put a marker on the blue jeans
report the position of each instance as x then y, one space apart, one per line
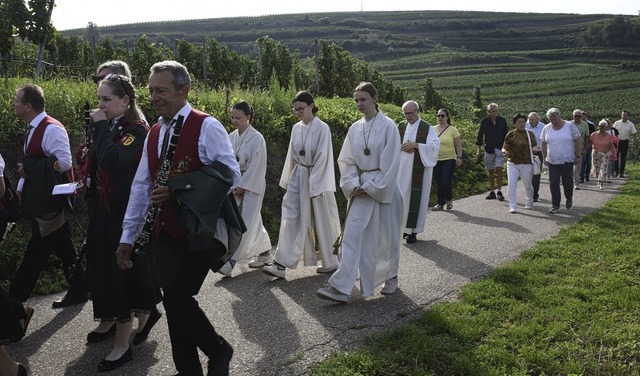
564 172
443 176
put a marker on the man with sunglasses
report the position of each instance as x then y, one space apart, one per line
46 162
491 133
418 154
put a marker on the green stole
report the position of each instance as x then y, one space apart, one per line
418 171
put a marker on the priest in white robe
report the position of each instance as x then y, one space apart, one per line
368 164
310 223
418 156
250 150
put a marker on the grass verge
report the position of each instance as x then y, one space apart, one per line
568 306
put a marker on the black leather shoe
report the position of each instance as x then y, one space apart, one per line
139 337
68 300
219 365
108 365
94 336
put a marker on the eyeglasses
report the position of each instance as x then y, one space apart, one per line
97 78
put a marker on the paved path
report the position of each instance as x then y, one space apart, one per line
280 327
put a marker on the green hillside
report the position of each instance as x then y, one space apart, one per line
524 62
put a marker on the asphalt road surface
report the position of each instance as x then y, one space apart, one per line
280 327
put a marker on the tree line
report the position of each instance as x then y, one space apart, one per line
27 38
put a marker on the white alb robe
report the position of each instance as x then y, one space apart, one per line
309 209
251 152
429 157
371 240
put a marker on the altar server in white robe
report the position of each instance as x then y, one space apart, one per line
251 153
369 162
310 224
418 156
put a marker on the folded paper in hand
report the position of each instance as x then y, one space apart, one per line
65 189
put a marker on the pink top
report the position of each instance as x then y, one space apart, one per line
601 143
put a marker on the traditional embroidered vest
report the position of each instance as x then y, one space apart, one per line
418 171
35 144
185 160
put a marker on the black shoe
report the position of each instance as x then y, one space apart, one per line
219 364
68 300
108 365
94 336
154 316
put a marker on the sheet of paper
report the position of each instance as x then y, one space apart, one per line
65 189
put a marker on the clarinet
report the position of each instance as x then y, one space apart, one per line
87 145
87 125
144 235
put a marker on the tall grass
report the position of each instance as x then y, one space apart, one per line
567 306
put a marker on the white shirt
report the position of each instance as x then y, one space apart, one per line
560 143
55 141
625 128
213 145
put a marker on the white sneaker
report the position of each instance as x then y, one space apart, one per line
390 286
226 270
261 261
331 293
322 269
275 270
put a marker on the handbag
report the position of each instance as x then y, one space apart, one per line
535 160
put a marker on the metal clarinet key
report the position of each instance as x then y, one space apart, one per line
162 177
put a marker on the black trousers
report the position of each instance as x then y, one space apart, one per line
35 259
623 150
556 173
535 180
182 273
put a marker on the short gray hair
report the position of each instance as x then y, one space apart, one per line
180 73
553 111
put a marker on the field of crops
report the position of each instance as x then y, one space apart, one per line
524 82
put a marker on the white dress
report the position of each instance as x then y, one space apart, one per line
429 157
309 209
371 241
251 152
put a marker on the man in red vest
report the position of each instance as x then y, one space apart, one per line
202 141
47 162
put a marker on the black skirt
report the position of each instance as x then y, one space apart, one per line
116 293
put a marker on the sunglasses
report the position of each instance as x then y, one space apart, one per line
97 78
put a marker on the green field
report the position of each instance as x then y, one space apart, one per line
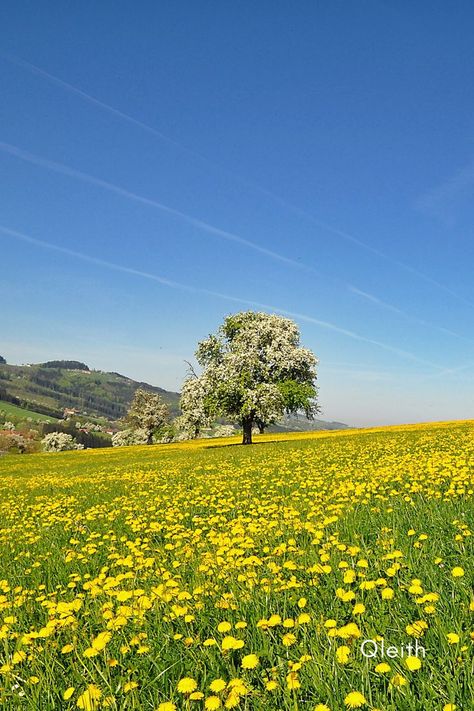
8 410
208 575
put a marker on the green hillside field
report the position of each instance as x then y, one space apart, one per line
8 410
207 575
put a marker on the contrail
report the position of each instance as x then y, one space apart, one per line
194 221
200 224
255 186
383 304
216 294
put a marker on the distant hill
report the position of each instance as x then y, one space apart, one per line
50 388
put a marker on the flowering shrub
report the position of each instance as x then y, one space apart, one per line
59 442
125 438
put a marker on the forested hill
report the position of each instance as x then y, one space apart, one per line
51 387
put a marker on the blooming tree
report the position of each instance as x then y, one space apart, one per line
253 372
59 442
127 437
147 412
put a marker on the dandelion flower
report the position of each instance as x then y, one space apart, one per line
355 700
250 661
187 685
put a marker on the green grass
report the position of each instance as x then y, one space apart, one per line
7 409
158 546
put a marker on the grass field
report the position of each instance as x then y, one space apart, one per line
197 576
9 410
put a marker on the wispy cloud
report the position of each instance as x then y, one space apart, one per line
207 292
129 195
348 237
200 224
441 200
383 304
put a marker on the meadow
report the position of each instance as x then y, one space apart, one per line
208 575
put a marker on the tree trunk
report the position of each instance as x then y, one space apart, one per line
247 431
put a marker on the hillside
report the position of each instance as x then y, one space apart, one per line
49 389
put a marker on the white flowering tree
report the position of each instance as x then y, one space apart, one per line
253 372
59 442
147 412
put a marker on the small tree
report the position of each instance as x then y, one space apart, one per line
254 371
125 438
59 442
147 412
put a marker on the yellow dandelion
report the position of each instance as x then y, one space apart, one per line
187 685
355 700
250 661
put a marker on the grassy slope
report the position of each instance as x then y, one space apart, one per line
210 499
95 392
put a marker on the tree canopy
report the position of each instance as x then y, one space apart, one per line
147 412
253 372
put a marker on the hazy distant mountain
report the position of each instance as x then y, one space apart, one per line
52 387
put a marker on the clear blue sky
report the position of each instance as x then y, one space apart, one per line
191 159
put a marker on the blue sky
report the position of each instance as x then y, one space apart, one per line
165 164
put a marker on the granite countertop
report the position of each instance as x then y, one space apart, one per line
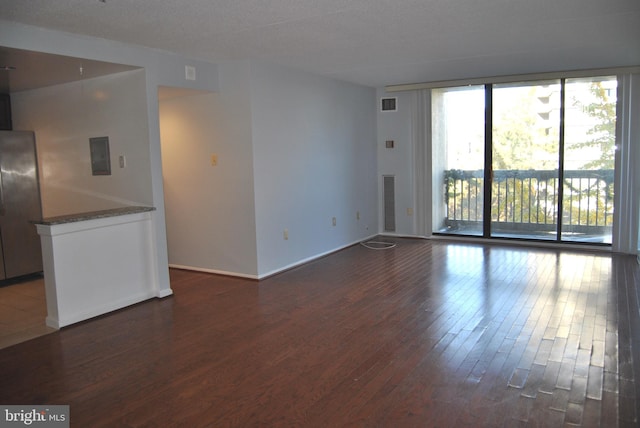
________________________
Arrange the rows from the line with "put a marker on the grassy slope" through the last line of the rows, both ends included, as a JSON list of strings with one string per line. Skip blank lines and leave the pictures out.

Solution for this problem
[
  "put a marker on the grassy slope",
  "report the position of each instance as x then y, one space apart, one per line",
  "210 499",
  "95 392",
  "put a marker on the tree canopy",
  "report the position of each instance as x then y, one space apart, one per line",
  "147 412",
  "253 372",
  "put a marker on the hazy distant mountain",
  "report the position of each instance as x then y, one space apart, one per line",
  "52 387",
  "put a marker on the clear blue sky",
  "report the position of each instance as x then y, one space apart, one per line",
  "191 159",
  "put a marker on the blue sky",
  "report the position of each instance as x then y, one space apart, one per line",
  "165 164",
  "put a marker on the granite countertop",
  "report the position of each instance as x then y, one space apart, one per line"
]